WHAT YOU NEED TO DO:
Output every one of the items below verbatim, with each line unchanged.

*** Opening of GIVEN INFORMATION ***

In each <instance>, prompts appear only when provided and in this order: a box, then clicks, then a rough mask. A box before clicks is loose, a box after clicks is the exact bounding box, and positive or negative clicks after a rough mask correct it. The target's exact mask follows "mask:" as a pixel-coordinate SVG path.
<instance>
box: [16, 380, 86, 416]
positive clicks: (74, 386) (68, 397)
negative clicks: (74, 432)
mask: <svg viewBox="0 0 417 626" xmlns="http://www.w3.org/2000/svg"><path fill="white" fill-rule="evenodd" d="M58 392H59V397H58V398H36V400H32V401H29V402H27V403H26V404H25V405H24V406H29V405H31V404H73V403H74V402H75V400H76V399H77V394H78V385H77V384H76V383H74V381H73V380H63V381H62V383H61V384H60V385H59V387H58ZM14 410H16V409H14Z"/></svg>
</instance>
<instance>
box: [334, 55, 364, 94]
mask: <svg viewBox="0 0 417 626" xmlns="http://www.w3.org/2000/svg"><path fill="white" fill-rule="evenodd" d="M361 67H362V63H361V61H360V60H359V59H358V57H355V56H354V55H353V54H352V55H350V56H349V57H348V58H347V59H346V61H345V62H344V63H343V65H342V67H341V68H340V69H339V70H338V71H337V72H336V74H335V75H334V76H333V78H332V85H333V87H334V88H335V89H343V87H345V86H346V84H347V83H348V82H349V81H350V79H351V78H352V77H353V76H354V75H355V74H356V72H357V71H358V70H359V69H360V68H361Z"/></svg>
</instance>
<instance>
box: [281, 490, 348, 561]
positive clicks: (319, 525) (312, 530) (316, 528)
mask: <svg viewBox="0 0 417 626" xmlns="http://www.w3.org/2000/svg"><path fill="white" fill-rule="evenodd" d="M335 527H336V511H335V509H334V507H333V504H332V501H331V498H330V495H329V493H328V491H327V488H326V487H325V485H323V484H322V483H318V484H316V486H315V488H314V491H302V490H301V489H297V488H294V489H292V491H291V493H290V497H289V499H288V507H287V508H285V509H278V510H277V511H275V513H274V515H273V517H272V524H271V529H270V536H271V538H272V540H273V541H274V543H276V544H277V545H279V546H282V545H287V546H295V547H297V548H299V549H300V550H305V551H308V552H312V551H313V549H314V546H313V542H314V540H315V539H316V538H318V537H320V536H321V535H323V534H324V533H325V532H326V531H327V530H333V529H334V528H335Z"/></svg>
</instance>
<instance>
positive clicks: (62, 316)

*** Close of GIVEN INFORMATION ***

YOUR RESPONSE:
In each <instance>, prompts appear only when provided and in this order: a box, then clicks, then a rough mask. A box before clicks is loose, a box after clicks is the exact bounding box, and positive or negative clicks after a rough mask correct it. The target's exact mask follows "mask:" as a pixel-coordinate SVG path.
<instance>
box: [16, 380, 86, 416]
positive clicks: (74, 386) (68, 397)
negative clicks: (74, 432)
mask: <svg viewBox="0 0 417 626" xmlns="http://www.w3.org/2000/svg"><path fill="white" fill-rule="evenodd" d="M58 392H59V397H58V398H36V400H32V401H29V402H27V403H26V404H25V405H24V406H29V405H31V404H73V403H74V402H75V400H76V399H77V394H78V385H77V384H76V383H74V381H73V380H63V381H62V383H61V384H60V385H59V387H58ZM14 410H16V409H14Z"/></svg>
</instance>
<instance>
box: [334, 55, 364, 94]
mask: <svg viewBox="0 0 417 626" xmlns="http://www.w3.org/2000/svg"><path fill="white" fill-rule="evenodd" d="M361 67H362V63H361V61H360V60H359V59H358V57H355V56H354V55H353V54H352V55H350V56H349V57H348V58H347V59H346V61H345V62H344V63H343V65H342V67H341V68H340V69H339V70H338V71H337V72H336V74H335V75H334V76H333V78H332V85H333V87H334V88H335V89H343V87H345V86H346V84H347V83H348V82H349V81H350V79H351V78H352V77H353V76H354V75H355V74H356V72H357V71H358V70H359V69H360V68H361Z"/></svg>
</instance>
<instance>
box: [281, 490, 348, 561]
positive clicks: (319, 525) (312, 530) (316, 528)
mask: <svg viewBox="0 0 417 626" xmlns="http://www.w3.org/2000/svg"><path fill="white" fill-rule="evenodd" d="M335 527H336V511H335V509H334V507H333V504H332V501H331V498H330V495H329V493H328V491H327V488H326V487H325V485H323V484H322V483H318V484H316V486H315V488H314V491H302V490H301V489H297V488H294V489H292V491H291V493H290V497H289V499H288V507H287V508H285V509H278V510H277V511H275V513H274V515H273V517H272V524H271V529H270V536H271V538H272V540H273V541H274V543H276V544H277V545H279V546H282V545H287V546H295V547H297V548H299V549H300V550H305V551H308V552H312V551H313V549H314V546H313V542H314V540H315V539H316V538H318V537H320V536H321V535H323V534H324V533H325V532H326V531H327V530H333V529H334V528H335Z"/></svg>
</instance>
<instance>
positive clicks: (62, 316)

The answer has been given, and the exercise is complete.